## Instructions to follow:
Among the entries below, find the line with "Target: rough tree bark", then quote it and each following line up to and including the line with "[[961, 87]]", and nothing else.

## Dataset items:

....................

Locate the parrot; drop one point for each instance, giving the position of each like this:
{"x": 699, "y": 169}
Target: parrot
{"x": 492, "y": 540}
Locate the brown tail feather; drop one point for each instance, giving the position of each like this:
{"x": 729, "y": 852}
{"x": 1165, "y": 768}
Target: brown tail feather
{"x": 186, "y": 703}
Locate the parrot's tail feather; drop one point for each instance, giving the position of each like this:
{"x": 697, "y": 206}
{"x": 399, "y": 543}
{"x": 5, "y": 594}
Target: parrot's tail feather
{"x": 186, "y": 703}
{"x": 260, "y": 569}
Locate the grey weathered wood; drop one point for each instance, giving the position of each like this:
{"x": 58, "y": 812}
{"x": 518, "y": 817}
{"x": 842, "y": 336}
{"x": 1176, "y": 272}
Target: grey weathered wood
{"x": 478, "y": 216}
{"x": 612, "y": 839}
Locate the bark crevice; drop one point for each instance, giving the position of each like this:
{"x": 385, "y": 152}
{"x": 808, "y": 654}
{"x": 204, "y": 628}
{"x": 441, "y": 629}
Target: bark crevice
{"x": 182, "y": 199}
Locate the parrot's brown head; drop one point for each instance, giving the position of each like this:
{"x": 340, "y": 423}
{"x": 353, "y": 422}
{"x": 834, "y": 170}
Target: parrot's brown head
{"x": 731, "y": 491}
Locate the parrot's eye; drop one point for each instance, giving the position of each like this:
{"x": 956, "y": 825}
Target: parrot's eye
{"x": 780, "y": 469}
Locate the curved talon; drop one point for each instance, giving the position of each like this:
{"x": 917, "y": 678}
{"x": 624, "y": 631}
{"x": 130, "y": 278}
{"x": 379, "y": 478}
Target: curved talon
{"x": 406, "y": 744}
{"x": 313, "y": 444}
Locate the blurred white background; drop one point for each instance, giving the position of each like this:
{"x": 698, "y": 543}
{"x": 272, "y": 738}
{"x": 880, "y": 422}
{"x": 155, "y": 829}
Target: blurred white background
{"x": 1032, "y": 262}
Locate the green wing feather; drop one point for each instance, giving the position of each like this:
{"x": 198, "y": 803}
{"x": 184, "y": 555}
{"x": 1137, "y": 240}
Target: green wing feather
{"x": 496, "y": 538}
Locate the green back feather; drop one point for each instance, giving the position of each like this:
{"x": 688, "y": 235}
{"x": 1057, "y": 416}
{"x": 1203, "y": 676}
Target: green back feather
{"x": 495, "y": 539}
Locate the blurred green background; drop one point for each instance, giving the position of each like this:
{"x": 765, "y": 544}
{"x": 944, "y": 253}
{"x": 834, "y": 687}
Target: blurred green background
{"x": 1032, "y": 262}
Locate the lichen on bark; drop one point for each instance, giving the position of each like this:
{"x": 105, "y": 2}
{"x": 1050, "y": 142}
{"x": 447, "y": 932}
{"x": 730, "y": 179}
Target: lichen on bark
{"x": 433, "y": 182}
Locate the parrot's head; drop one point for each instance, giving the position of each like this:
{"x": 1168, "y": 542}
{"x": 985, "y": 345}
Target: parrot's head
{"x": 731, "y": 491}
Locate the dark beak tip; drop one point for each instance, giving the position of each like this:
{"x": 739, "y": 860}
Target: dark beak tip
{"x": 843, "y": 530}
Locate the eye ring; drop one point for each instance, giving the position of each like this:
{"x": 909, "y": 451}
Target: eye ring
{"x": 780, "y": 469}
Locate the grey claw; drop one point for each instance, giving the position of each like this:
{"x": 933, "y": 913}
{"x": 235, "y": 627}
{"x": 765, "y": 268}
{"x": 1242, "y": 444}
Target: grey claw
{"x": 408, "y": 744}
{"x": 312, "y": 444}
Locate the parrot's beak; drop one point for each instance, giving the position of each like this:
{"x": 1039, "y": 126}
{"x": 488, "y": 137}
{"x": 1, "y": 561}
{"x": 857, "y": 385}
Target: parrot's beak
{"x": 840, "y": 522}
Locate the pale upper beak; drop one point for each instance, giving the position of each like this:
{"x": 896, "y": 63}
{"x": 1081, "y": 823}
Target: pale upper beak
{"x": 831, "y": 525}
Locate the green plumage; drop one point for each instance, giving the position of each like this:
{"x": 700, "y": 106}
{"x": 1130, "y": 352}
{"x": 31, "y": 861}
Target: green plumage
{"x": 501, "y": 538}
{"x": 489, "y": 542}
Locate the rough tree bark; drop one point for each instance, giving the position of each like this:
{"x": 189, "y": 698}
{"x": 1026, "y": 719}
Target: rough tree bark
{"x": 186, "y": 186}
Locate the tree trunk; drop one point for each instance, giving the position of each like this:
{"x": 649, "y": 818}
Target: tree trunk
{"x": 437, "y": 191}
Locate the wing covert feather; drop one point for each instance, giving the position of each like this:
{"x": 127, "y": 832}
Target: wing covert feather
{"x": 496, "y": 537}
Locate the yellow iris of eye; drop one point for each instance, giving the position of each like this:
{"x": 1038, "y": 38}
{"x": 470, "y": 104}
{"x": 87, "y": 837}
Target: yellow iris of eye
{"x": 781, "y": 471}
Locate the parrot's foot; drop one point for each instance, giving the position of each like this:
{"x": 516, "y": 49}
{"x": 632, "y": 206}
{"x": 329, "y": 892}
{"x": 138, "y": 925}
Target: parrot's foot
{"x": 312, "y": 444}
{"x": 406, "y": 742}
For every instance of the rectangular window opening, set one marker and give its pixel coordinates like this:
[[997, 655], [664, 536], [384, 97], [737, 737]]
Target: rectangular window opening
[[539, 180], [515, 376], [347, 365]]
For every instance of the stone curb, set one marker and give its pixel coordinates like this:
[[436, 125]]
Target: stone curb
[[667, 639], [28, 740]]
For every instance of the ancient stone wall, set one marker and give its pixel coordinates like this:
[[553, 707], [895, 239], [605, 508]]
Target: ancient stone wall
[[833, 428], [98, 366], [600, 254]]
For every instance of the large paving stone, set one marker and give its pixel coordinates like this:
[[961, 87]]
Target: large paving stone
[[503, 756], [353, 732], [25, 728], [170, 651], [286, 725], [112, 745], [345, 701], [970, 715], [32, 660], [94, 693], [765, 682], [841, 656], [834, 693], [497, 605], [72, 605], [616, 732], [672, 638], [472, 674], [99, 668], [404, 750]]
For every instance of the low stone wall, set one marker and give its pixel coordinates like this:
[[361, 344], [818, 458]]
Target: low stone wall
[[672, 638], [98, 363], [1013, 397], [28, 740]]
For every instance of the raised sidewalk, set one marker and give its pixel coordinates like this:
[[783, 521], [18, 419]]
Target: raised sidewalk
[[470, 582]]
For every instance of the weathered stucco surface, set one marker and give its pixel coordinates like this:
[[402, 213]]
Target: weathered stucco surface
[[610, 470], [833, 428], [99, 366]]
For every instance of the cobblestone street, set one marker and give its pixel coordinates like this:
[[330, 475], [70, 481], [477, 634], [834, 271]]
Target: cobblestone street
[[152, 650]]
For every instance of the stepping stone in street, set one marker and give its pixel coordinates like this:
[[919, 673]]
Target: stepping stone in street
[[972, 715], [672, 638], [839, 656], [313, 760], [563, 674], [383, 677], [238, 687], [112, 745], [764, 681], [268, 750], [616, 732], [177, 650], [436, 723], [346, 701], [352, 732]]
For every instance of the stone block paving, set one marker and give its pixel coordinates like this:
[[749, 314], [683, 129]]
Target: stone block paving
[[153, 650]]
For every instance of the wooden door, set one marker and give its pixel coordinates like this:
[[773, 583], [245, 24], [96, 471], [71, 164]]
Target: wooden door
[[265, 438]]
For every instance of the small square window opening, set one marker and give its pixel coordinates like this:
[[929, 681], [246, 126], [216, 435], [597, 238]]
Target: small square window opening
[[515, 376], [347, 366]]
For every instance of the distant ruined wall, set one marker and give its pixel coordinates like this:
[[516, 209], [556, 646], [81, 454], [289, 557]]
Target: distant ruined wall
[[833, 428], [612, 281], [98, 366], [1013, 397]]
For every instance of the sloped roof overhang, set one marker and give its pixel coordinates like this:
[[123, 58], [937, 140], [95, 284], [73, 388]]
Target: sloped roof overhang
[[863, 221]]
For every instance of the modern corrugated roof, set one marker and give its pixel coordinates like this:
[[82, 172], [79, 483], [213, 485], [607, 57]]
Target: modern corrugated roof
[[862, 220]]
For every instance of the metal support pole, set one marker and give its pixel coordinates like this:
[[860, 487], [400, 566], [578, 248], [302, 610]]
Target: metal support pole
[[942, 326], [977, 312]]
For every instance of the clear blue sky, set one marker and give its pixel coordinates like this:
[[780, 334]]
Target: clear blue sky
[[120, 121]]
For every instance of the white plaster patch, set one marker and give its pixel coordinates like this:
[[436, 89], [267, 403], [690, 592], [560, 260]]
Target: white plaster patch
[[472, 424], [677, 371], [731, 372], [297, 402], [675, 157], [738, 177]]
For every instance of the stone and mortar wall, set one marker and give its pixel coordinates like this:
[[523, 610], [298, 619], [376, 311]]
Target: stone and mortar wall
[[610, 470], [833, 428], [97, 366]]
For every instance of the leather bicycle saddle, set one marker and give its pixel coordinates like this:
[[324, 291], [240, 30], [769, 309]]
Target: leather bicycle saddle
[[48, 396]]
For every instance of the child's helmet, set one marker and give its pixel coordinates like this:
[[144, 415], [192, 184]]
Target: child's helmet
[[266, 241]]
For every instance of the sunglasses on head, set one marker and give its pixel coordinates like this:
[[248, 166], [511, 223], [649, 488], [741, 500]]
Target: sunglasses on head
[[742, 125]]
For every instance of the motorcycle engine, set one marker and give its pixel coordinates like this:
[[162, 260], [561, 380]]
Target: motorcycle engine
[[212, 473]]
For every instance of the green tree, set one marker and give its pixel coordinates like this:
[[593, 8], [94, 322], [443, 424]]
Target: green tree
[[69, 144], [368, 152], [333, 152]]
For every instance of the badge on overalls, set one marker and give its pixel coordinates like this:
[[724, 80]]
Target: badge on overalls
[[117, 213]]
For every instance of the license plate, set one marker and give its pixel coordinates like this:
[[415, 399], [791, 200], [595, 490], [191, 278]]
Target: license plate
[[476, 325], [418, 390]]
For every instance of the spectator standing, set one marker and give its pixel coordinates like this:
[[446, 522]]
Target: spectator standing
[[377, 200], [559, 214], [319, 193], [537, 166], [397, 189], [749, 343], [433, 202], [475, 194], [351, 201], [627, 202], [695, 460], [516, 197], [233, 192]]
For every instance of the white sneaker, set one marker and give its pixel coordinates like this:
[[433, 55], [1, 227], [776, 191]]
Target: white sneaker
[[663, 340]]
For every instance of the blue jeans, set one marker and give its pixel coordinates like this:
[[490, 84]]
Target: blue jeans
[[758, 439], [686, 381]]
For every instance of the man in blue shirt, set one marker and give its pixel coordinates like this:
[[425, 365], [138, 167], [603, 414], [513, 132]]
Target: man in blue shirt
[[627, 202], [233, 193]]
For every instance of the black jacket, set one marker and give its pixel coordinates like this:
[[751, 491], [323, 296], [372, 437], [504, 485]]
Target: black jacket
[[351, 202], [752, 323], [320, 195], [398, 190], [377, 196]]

....................

## Answer:
Target: rough tree bark
{"x": 186, "y": 186}
Locate the tree trunk; drop one point for each instance, giving the position of each like this:
{"x": 649, "y": 818}
Target: tree trunk
{"x": 437, "y": 191}
Locate the wing covert feather; drop one point for each instance, giving the position of each like this:
{"x": 127, "y": 832}
Target: wing covert feather
{"x": 496, "y": 537}
Locate the yellow iris of eye; drop one point for each instance, giving the position of each like this:
{"x": 1038, "y": 38}
{"x": 470, "y": 104}
{"x": 87, "y": 837}
Target: yellow iris of eye
{"x": 781, "y": 471}
Locate the parrot's foot; drop one point for each instance, giving the position of each like this:
{"x": 516, "y": 49}
{"x": 632, "y": 206}
{"x": 329, "y": 892}
{"x": 138, "y": 925}
Target: parrot's foot
{"x": 312, "y": 444}
{"x": 406, "y": 742}
For every instance of the rectangular window opening, set one marker and give its pixel coordinates like this:
[[997, 655], [664, 536], [384, 97], [737, 737]]
Target: rectangular window opening
[[539, 180], [515, 376], [347, 365]]
For every instance of the stone curb, set one marker and give its pixel coordinates like this:
[[436, 125]]
Target: stone curb
[[667, 639], [28, 740]]
For every instance of the ancient stone wall, set one marker and give its pixel coordinates like this:
[[553, 707], [895, 239], [605, 508]]
Target: ancient stone wall
[[833, 428], [98, 366], [600, 254]]
For every instance of the large paving stone, set one marker and give its pixel coordinates like this:
[[961, 87]]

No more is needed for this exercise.